*WHAT IS BEING ASKED:* Once you have read the records below, restate them word for word.
══ PROVIDED DATA
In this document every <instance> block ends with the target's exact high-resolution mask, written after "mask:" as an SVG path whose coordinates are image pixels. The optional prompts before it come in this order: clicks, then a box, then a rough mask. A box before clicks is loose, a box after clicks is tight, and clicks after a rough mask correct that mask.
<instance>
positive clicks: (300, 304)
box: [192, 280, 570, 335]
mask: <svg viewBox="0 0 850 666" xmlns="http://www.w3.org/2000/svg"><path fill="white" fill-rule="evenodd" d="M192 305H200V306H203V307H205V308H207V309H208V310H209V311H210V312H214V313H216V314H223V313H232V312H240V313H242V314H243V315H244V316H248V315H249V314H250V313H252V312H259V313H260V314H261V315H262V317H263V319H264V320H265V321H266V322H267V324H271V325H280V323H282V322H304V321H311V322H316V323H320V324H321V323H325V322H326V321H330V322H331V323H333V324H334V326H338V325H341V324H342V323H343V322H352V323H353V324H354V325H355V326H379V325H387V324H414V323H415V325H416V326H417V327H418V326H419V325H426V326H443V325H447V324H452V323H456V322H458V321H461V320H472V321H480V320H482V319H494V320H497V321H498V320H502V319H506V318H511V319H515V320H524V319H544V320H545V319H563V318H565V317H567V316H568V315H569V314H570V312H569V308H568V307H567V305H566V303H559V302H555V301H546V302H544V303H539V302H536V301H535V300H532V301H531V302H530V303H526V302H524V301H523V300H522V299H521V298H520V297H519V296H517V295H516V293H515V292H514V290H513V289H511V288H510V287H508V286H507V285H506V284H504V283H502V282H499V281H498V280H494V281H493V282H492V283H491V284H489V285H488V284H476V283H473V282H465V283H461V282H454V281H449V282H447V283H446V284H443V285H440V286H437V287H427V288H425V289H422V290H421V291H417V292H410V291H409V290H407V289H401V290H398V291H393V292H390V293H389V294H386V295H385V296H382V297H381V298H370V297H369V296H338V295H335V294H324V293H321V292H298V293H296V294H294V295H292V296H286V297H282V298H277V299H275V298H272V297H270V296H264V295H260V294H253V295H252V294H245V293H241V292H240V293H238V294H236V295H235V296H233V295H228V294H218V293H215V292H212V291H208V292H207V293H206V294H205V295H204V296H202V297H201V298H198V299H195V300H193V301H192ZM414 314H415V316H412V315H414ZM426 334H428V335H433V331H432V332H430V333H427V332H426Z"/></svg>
════
*TASK RESPONSE:*
In this document every <instance> block ends with the target's exact high-resolution mask, written after "mask:" as an SVG path whose coordinates are image pixels. The optional prompts before it come in this order: clicks, then a box, then a rough mask. A box before clicks is loose, a box after clicks is tight, and clicks after a rough mask correct that mask.
<instance>
positive clicks: (300, 304)
box: [192, 280, 570, 335]
mask: <svg viewBox="0 0 850 666" xmlns="http://www.w3.org/2000/svg"><path fill="white" fill-rule="evenodd" d="M192 305H200V306H203V307H205V308H207V309H208V310H209V311H210V312H214V313H216V314H223V313H232V312H240V313H242V314H243V315H244V316H248V315H249V314H250V313H252V312H259V313H260V314H261V315H262V317H263V319H264V320H265V321H266V322H267V324H271V325H280V323H282V322H304V321H311V322H316V323H320V324H321V323H325V322H326V321H330V322H331V323H333V324H334V326H338V325H341V324H342V323H343V322H352V323H353V324H354V325H355V326H379V325H387V324H414V323H415V325H416V326H417V327H418V326H419V325H426V326H443V325H447V324H452V323H456V322H458V321H461V320H472V321H480V320H482V319H494V320H497V321H498V320H502V319H506V318H511V319H515V320H524V319H544V320H545V319H563V318H565V317H567V316H568V315H569V314H570V312H569V308H568V307H567V305H566V303H559V302H555V301H546V302H544V303H539V302H536V301H535V300H532V301H531V302H530V303H526V302H524V301H523V300H522V299H521V298H520V297H519V296H517V295H516V293H515V292H514V290H513V289H511V288H510V287H508V286H507V285H506V284H504V283H502V282H499V281H498V280H494V281H493V282H492V283H491V284H489V285H488V284H476V283H473V282H465V283H461V282H454V281H449V282H447V283H446V284H443V285H440V286H437V287H427V288H425V289H422V290H421V291H417V292H410V291H409V290H407V289H401V290H398V291H393V292H390V293H389V294H386V295H385V296H382V297H381V298H370V297H369V296H338V295H335V294H324V293H321V292H298V293H296V294H294V295H292V296H286V297H282V298H277V299H275V298H272V297H270V296H264V295H260V294H253V295H252V294H245V293H241V292H240V293H238V294H236V295H235V296H233V295H228V294H218V293H215V292H212V291H208V292H207V293H206V294H205V295H204V296H202V297H201V298H198V299H195V300H193V301H192ZM414 314H415V316H412V315H414ZM426 334H428V335H433V331H432V332H430V333H427V332H426Z"/></svg>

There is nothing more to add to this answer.